» Exercise instructions
Extract from the entries below, exactly as given, only the lines from the line containing "Target: silhouetted tree" to the line containing "Expected: for every instance of the black and", both lines included.

[Saved entries]
*** Block opens ***

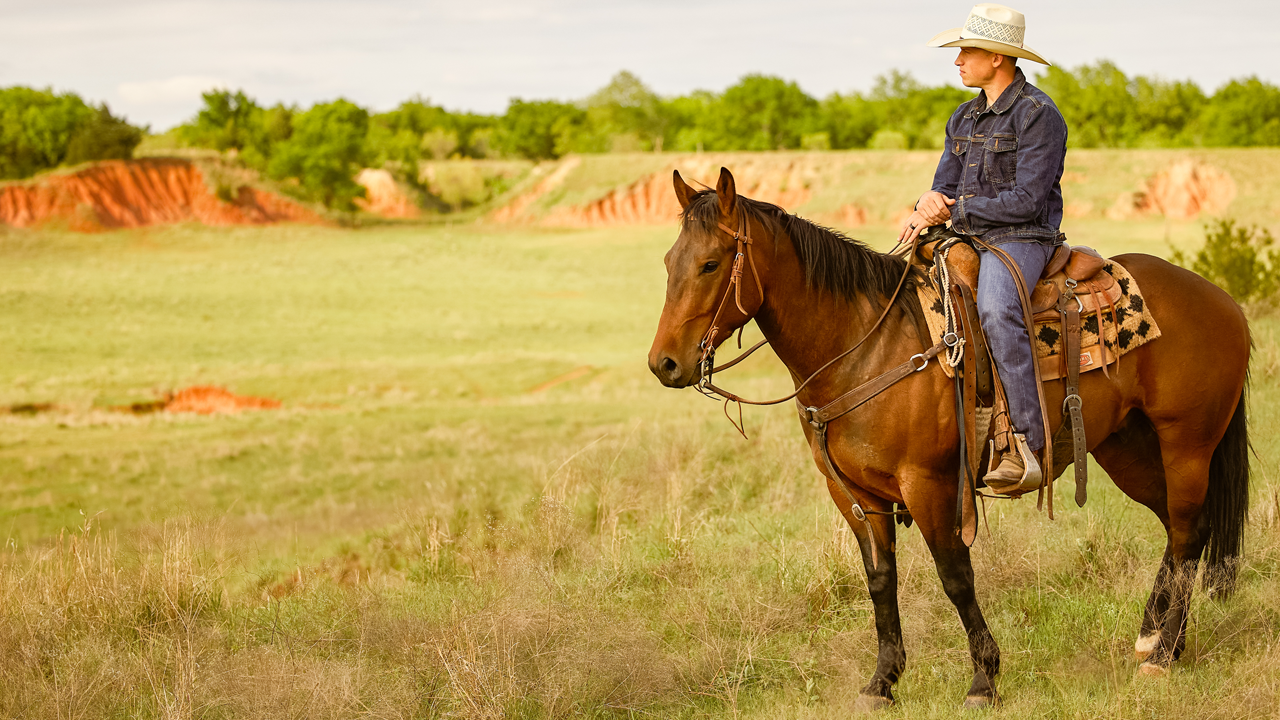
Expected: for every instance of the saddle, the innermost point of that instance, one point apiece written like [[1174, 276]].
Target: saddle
[[1073, 286]]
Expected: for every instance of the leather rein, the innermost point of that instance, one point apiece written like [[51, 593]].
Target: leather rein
[[837, 408], [817, 417]]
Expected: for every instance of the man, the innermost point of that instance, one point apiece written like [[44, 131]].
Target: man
[[999, 180]]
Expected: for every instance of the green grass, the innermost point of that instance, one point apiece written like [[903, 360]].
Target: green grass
[[419, 534]]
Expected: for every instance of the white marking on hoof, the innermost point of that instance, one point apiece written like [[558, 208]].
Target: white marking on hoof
[[868, 703], [1152, 670], [1144, 646]]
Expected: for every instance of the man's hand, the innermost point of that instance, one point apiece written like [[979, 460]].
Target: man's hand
[[935, 208]]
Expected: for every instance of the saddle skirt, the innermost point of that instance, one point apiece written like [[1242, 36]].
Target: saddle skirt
[[1114, 315]]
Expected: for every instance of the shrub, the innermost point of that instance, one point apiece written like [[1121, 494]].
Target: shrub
[[103, 136], [40, 130], [324, 153], [1240, 260]]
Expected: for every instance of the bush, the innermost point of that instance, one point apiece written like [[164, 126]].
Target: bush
[[1240, 260], [103, 136], [324, 153], [40, 130]]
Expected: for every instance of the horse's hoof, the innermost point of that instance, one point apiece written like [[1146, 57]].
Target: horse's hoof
[[868, 703], [1152, 670], [979, 702], [1144, 646]]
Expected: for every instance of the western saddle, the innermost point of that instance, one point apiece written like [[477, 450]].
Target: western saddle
[[1073, 286]]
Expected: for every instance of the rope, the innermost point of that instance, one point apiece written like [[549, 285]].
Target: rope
[[954, 352]]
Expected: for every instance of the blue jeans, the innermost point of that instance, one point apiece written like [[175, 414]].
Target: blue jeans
[[1001, 317]]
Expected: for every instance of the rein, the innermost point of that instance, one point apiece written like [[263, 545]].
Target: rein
[[817, 417], [735, 287]]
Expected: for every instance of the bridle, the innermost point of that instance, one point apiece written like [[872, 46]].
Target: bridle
[[707, 361], [817, 417]]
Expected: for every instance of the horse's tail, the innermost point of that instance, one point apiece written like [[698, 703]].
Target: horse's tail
[[1226, 502]]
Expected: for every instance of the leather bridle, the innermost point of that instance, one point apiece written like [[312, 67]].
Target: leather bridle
[[817, 417], [707, 361]]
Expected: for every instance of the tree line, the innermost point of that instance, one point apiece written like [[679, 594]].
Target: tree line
[[318, 149]]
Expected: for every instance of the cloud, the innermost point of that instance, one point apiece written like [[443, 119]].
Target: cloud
[[176, 90]]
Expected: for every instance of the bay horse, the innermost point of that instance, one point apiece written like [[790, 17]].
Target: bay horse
[[1169, 425]]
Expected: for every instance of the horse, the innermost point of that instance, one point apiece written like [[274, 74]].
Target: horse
[[1168, 425]]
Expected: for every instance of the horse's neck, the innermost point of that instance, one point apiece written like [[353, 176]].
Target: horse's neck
[[807, 328]]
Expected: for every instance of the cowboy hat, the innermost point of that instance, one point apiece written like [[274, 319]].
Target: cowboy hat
[[991, 27]]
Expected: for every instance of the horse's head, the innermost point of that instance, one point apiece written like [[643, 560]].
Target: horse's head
[[700, 279]]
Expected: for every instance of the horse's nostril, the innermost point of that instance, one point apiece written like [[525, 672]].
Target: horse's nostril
[[670, 367]]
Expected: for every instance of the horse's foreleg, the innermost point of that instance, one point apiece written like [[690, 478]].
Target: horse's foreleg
[[882, 584], [935, 513], [955, 570]]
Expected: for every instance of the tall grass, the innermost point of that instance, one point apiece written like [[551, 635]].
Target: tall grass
[[419, 536]]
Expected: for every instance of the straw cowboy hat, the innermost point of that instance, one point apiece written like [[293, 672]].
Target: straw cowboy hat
[[991, 27]]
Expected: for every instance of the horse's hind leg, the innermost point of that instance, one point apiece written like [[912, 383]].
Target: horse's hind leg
[[1187, 474], [935, 514], [882, 584], [1165, 466], [1132, 458]]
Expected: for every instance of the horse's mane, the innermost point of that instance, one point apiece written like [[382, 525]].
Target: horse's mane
[[832, 260]]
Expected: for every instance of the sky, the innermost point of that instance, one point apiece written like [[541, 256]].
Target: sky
[[151, 59]]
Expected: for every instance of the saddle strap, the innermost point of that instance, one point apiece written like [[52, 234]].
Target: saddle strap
[[855, 507], [1072, 404], [864, 392]]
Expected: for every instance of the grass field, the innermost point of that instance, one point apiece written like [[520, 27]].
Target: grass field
[[476, 502]]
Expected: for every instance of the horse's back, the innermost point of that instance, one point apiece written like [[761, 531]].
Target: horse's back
[[1203, 347]]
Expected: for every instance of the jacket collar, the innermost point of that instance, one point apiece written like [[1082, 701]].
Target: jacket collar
[[1006, 99]]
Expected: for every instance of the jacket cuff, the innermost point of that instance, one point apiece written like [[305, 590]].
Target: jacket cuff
[[959, 220]]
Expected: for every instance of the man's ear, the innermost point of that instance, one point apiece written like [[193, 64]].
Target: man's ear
[[684, 194], [727, 194]]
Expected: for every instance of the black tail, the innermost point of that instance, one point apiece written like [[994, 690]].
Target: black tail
[[1226, 504]]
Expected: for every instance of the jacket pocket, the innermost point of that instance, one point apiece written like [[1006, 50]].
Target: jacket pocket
[[1001, 159]]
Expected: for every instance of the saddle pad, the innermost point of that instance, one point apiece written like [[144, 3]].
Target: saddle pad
[[1132, 327]]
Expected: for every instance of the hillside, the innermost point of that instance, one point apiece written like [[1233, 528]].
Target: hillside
[[868, 187], [128, 194]]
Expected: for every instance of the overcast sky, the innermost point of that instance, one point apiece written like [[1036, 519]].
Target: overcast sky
[[150, 59]]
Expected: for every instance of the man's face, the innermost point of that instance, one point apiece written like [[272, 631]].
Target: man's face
[[977, 67]]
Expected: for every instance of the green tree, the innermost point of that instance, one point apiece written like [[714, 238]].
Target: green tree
[[626, 112], [233, 121], [762, 113], [103, 136], [41, 130], [324, 153], [539, 130], [1242, 113]]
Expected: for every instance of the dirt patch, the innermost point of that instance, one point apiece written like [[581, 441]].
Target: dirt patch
[[650, 200], [128, 194], [1182, 192], [384, 196], [202, 400], [850, 215], [516, 208]]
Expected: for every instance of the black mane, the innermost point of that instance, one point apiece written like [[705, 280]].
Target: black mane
[[831, 260]]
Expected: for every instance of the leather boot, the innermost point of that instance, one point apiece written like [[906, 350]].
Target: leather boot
[[1018, 472]]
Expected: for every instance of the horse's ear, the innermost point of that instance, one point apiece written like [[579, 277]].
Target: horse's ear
[[684, 192], [727, 192]]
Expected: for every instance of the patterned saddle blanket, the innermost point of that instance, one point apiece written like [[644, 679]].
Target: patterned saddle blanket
[[1120, 326]]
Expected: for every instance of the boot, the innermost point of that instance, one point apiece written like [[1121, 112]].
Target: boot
[[1018, 470]]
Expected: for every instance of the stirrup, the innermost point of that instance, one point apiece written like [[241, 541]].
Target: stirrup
[[1032, 474]]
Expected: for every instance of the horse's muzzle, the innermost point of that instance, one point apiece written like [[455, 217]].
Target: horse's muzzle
[[671, 373]]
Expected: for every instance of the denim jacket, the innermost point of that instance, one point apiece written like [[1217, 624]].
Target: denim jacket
[[1004, 165]]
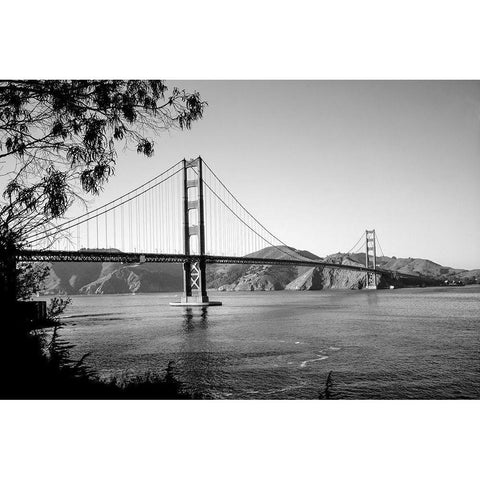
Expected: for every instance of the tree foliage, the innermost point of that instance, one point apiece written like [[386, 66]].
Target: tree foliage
[[64, 135]]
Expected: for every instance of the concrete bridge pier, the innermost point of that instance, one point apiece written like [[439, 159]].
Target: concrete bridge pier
[[194, 271]]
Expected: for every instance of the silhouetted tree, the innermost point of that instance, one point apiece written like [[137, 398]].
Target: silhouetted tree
[[63, 137]]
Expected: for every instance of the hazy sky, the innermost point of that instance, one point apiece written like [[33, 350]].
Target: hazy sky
[[318, 162]]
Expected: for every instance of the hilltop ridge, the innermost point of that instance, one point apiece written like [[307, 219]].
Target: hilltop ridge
[[111, 277]]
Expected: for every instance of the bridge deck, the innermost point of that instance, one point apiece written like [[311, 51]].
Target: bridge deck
[[121, 257]]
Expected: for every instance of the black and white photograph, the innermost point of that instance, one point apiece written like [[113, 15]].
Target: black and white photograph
[[154, 249], [216, 253]]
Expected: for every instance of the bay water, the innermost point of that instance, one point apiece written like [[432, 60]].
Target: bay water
[[387, 344]]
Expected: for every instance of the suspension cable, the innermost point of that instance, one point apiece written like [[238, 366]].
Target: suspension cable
[[107, 204], [104, 212]]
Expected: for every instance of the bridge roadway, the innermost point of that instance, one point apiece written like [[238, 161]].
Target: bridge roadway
[[121, 257]]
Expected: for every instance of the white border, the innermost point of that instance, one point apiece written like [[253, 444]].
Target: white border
[[217, 40]]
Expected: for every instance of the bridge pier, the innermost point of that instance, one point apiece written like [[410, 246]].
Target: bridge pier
[[370, 259], [194, 270]]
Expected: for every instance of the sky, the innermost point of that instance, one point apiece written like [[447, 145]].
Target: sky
[[318, 162]]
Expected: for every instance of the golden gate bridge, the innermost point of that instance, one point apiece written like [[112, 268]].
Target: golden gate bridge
[[184, 215]]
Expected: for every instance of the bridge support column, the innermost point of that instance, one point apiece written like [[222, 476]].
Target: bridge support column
[[194, 270], [370, 259]]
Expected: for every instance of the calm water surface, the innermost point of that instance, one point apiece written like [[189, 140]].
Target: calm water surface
[[409, 343]]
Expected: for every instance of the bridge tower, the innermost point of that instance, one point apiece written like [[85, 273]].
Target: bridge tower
[[370, 259], [194, 269]]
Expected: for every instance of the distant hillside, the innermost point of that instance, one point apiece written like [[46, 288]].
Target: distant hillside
[[109, 277]]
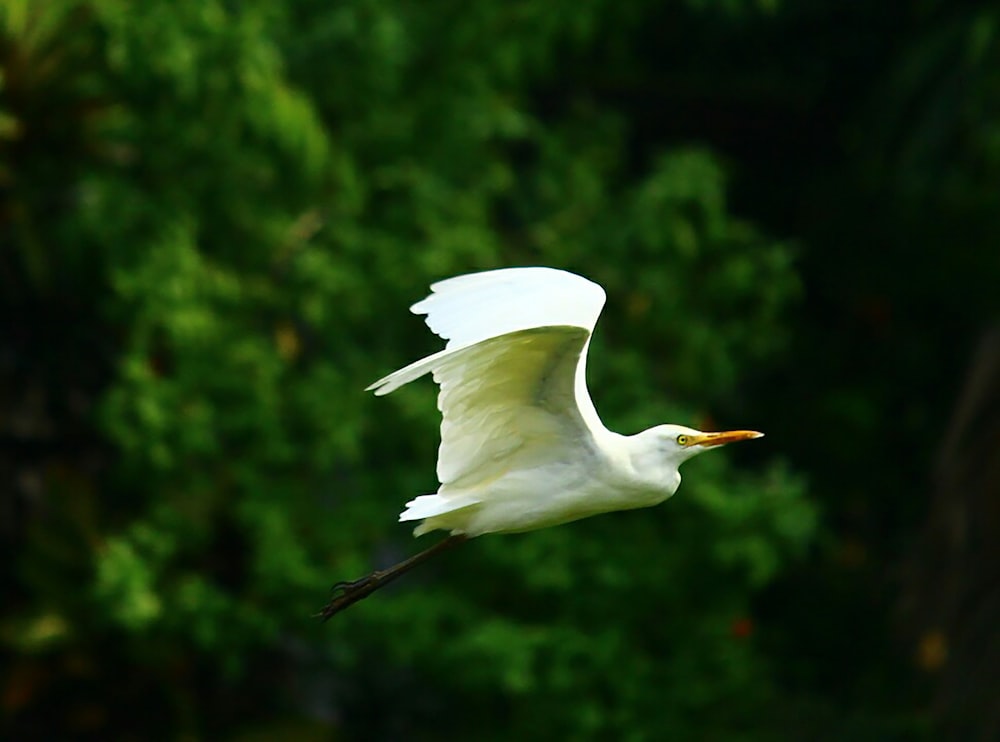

*** Block closes ***

» Response to the exercise
Target: silhouetted tree
[[63, 137]]
Expected: for every instance of the hazy sky, the innermost point of that instance, one point apiece written like [[33, 350]].
Target: hazy sky
[[318, 162]]
Expected: for every instance of the hilltop ridge, the innermost point of that instance, one point apiece written like [[307, 219]].
Target: hilltop ridge
[[111, 277]]
Expected: for every instance of the bridge deck, the innermost point of that instance, one point apiece written like [[311, 51]].
Target: bridge deck
[[121, 257]]
Expected: for every instance of the black and white photograph, the innermost point of that instance, one point apiece written like [[113, 15]].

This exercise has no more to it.